• [Tarea 1]: En el fragmento sobre las lecturas del confinamiento, explica por qué se abandonó la Historia de Roma de Indro Montanelli y qué se hizo después. Responde en una a tres oraciones.
• [Tarea 2]: Prolonga el texto sobre las lecturas del confinamiento a partir de su última oración.

Puesto que en ETCÉTERA los libros tienen un papel relevante, voy a comentar mis lecturas durante el confinamiento y la desescalada:

Comencé, y me ha llevado mucho tiempo, pues es largo y denso, y además me empeñé en leerlo en inglés, con SPQR, la historia de Roma de Mary Beard. Hace muchos años que tengo interés en el mundo romano. Mi primera idea era leerme la célebre Historia de Roma, de Indro Montanelli, y empecé a hacerlo en una edición de los años 60 que era de mi padre, pero la letra es tan pequeña que lo dejé en las primeras páginas y busqué el libro de Beard en formato electrónico. Había visto alguno de los documentales de la historiadora británica, y me parecía que empleaba un inglés asequible, pero el libro es diferente: su inglés es muy trabajado, con frases largas y algo barrocas. Claro, es profesora en Cambridge, no voy a pretender que escriba con la sencillez de Paul Auster.

Datos de señalización basados en imágenes:
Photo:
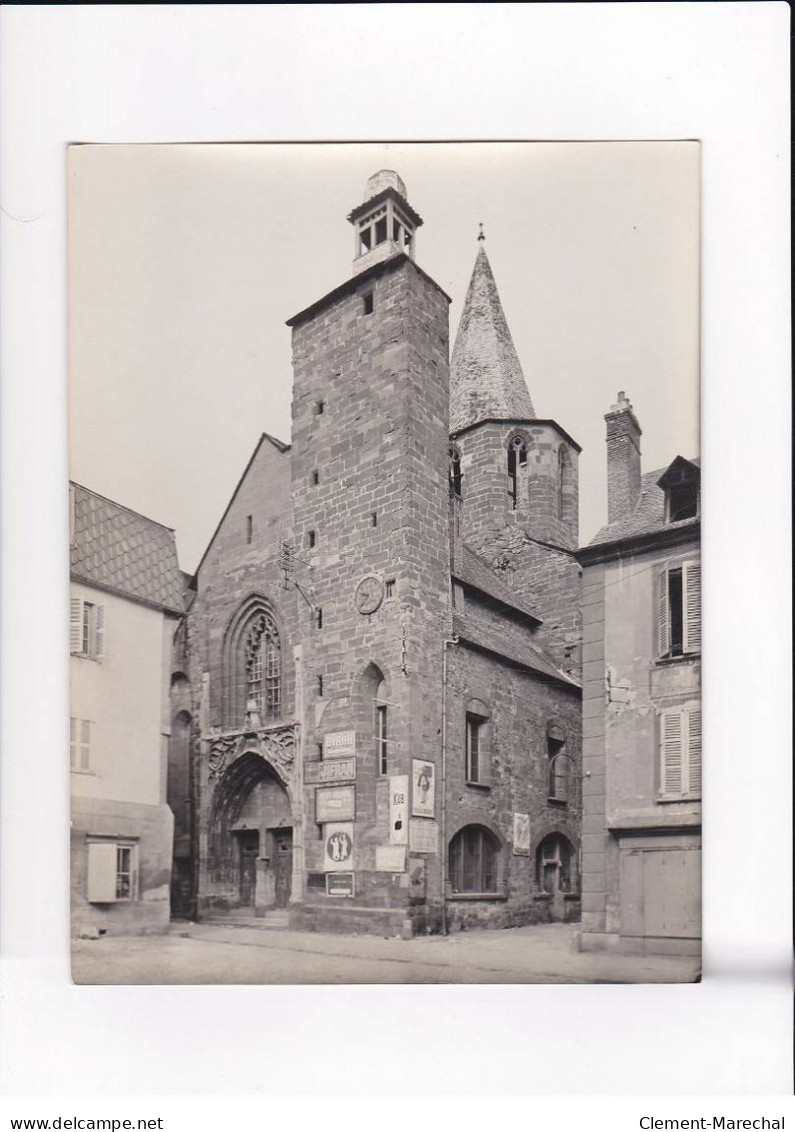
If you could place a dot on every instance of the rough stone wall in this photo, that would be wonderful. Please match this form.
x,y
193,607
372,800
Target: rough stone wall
x,y
531,547
378,507
520,706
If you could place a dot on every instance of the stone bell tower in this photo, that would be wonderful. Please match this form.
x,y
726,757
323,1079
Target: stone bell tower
x,y
513,474
369,491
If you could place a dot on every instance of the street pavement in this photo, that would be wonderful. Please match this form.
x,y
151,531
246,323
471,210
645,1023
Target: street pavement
x,y
215,953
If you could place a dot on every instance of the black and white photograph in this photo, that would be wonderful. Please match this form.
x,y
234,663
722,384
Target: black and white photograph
x,y
385,563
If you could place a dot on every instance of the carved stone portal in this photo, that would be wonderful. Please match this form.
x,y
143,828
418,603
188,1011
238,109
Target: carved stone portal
x,y
275,744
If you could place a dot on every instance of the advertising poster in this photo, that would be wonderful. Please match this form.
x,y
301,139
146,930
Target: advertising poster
x,y
399,809
521,834
422,788
338,847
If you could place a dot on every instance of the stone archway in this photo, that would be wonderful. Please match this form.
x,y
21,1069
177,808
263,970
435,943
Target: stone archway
x,y
249,859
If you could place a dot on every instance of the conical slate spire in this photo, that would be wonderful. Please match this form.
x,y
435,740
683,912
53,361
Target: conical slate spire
x,y
486,379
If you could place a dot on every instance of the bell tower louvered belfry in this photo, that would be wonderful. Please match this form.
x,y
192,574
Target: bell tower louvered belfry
x,y
513,474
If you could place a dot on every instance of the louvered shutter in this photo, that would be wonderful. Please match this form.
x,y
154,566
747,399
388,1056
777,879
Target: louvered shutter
x,y
691,573
102,867
76,625
663,615
670,749
694,751
100,632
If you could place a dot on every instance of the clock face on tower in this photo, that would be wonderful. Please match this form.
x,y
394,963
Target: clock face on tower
x,y
369,594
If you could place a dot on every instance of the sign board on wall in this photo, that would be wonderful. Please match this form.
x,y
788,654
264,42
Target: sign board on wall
x,y
521,834
338,847
425,837
334,803
399,809
340,884
422,788
339,744
390,858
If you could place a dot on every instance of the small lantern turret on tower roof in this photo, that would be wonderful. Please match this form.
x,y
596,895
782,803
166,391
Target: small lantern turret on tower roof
x,y
385,223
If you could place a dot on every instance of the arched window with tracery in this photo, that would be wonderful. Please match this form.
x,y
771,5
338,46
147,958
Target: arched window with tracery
x,y
518,462
253,665
264,667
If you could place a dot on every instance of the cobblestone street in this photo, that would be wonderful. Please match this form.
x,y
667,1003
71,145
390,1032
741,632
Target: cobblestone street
x,y
216,953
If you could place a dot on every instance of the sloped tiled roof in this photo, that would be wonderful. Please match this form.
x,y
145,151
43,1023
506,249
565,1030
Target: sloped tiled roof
x,y
528,655
647,516
120,550
473,572
486,379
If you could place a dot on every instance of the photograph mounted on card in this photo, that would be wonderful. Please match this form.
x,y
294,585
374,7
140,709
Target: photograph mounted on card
x,y
410,575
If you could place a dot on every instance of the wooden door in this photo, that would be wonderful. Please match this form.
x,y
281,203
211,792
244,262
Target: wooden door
x,y
249,851
282,866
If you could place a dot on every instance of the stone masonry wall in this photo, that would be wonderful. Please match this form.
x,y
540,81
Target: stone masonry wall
x,y
369,471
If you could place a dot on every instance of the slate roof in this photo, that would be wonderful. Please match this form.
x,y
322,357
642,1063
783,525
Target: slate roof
x,y
648,515
486,378
523,653
120,550
473,572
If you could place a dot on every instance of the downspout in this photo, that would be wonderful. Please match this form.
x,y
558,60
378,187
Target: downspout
x,y
443,816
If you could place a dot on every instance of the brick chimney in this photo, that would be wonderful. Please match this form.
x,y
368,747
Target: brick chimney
x,y
623,459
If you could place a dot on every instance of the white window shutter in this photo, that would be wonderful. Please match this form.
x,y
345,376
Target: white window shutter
x,y
691,573
694,751
76,625
670,751
102,872
663,615
100,632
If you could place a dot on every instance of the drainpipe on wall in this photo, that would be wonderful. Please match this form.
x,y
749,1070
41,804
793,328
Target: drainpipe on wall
x,y
443,820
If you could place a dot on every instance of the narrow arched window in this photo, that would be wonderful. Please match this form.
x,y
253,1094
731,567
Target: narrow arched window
x,y
518,459
473,860
554,864
382,729
263,667
455,474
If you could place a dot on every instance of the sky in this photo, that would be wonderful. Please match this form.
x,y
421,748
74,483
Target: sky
x,y
186,260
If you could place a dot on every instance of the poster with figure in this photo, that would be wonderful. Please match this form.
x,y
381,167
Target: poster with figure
x,y
521,834
399,809
338,849
422,788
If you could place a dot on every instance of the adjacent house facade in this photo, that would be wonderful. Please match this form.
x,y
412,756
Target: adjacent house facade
x,y
641,845
126,601
375,697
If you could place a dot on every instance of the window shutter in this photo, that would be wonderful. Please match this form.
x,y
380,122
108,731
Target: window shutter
x,y
691,573
76,625
670,743
102,872
663,615
694,751
100,633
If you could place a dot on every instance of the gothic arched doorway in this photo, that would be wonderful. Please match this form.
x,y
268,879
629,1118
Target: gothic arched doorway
x,y
250,838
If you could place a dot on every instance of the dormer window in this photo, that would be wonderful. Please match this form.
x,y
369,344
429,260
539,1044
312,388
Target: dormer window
x,y
681,483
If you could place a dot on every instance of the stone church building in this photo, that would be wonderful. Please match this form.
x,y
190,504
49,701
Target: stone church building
x,y
376,709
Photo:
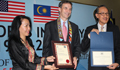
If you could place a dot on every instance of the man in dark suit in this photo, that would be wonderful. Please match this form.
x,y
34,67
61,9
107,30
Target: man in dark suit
x,y
102,16
62,30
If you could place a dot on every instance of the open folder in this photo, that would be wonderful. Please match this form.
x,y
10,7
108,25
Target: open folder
x,y
101,49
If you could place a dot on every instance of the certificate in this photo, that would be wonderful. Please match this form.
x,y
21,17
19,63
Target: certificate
x,y
63,55
102,57
101,49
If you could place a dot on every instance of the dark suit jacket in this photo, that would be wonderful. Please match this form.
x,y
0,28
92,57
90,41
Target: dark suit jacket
x,y
116,35
19,56
51,33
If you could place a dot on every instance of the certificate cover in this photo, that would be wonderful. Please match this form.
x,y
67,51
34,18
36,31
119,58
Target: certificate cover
x,y
101,49
63,54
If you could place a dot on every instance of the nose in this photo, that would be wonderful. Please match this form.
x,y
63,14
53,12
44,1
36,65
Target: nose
x,y
29,28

• [Respuesta 1]: La lectura se abandonó en las primeras páginas porque la edición de los años 60, que había sido del padre, tenía la letra demasiado pequeña. Por eso se buscó en formato electrónico el libro SPQR de Mary Beard.

• [Respuesta 2]:
Seguí con Chejov, un autor muy querido por mí, de los que llamo de cabecera. Sus cuentos, y aún más sus obras de teatro, me producen emociones muy especiales y dudo que haya habido un autor tan importante para la narrativa corta, especialmente la norteamericana, que Anton Chejov. En otoño, tras leerme (otra aspiración de años) el curso de literatura rusa de Nabokov, leí dos relatos que no conocía y que Nabokov comenta en su curso, una transcripción de sus clases en la universidad de Cornell a finales de los años 40), y en abril, revisando los libros que tengo en Tarragona, encontré una antología editada hace unos años por Pretextos. Casi todos los relatos los conocía, pero muchos los había olvidado, y con la relectura exprimí su jugo aún más. 

No esperaba releer a Salinger, de quien he leído todo lo que poco que de él hoy se conoce, aunque no creo que tarde mucho la ya hace años anunciada publicación, por su hijo y legatario, de material inédito de su celebérrimo padre. Ocurrió que encontré, en no recuerdo qué televisión o plataforma, un documental sobre Salinger pensé que tal vez merecía la pena una relectura. Y me tropecé con el librito que reúne dos de sus relatos más largosLevantad, carpinteros, la viga del tejado, y Seymour: una introducción. Leí ambos, no sé si por segunda o tercera vez. Esigual. El segundo es un relato difícil de leer, oscuro y pretencioso. En cambio el primeroes sencillamente magnífico, triste y divertido a la vez: una gozada.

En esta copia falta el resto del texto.